What to work on — Recast all of the rows below as a numbered list, omitting any blank lines.

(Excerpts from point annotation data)
— start —

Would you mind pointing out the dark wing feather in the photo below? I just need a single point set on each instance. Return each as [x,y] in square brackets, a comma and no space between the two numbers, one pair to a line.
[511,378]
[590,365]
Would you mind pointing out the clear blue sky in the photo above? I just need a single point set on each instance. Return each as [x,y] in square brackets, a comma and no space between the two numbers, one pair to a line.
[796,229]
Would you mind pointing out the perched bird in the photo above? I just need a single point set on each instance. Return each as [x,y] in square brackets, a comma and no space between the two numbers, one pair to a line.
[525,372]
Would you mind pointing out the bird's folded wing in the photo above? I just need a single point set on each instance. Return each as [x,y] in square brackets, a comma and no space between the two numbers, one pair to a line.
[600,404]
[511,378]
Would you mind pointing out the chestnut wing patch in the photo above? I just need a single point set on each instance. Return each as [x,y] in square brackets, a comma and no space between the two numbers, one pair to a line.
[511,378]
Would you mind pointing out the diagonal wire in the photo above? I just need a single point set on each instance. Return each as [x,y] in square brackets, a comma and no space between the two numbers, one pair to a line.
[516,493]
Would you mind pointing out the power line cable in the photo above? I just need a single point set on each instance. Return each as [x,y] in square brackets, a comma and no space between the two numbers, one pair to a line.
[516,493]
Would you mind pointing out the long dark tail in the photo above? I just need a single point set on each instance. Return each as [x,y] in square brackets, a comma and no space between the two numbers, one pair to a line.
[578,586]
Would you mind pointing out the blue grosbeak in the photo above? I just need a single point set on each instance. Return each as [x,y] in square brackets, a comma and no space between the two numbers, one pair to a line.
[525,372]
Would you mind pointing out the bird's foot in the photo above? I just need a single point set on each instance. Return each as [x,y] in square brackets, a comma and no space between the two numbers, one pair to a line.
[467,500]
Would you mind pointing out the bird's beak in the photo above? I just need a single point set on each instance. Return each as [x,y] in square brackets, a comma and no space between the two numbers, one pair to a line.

— end —

Output for this task —
1. Would you mind pointing out the dark wing feather in the photo below? I just need a single point set on each instance. Return each as [x,y] in square brackets, a comma and no space between the two numbers, one pair to a line.
2. [511,378]
3. [590,365]
4. Would you mind pointing out the clear blue sky in the photo above? I just need a single point set on each instance. Return each as [x,y] in square brackets, a comma and no space between the two numbers, one pair to a line.
5. [796,229]
6. Would you mind pointing out the perched bird in the photo above? I just need a single point set on each instance. Return each as [x,y] in square brackets, a comma and no space between the two numbers, one pair to a line.
7. [525,372]
8. Would you mind pointing out the bird's folded wing in the photo above? I just need a single point set on each instance. Return each as [x,y] in square brackets, a comma and no space between the two numbers, one pair to a line.
9. [600,404]
10. [511,378]
11. Would you mind pointing out the chestnut wing patch in the photo above? I just need a single point set on each instance. Return each as [x,y] in square brackets, a comma and no space between the two numbers, one pair to a line.
12. [511,378]
13. Would you mind pointing out the diagonal wire in the photo above? I just need a single point set on each instance. Return each as [x,y] in square brackets, a comma and no space between the two numbers, one pair to a line.
14. [516,493]
15. Would you mind pointing out the power line cable in the photo above? I just need a single point set on each instance. Return each as [x,y] in square brackets, a comma and no space between the two numbers, one pair to a line.
16. [516,493]
17. Would you mind pointing out the long dark tail in the photo above? I just need a single point set on each instance. Return each as [x,y] in square brackets, a comma and no space between the two numbers, one pair to a line.
18. [578,586]
19. Would you mind pointing out the blue grosbeak in the photo above? I just need a single point set on each instance. Return each as [x,y] in square brackets, a comma and no space between the two numbers, one pair to a line.
20. [525,372]
21. Would you mind pointing out the bird's foot in the photo above? I just need a single point set on each instance. Return each as [x,y] in square brackets, a comma and no space between the two numbers, one pair to a line.
22. [467,500]
23. Would you mind pointing out the bird's beak in the photo above? I just need a single point set on each instance. Return each as [x,y] in square brackets, a comma and no space between the two numbers, one pair to a line.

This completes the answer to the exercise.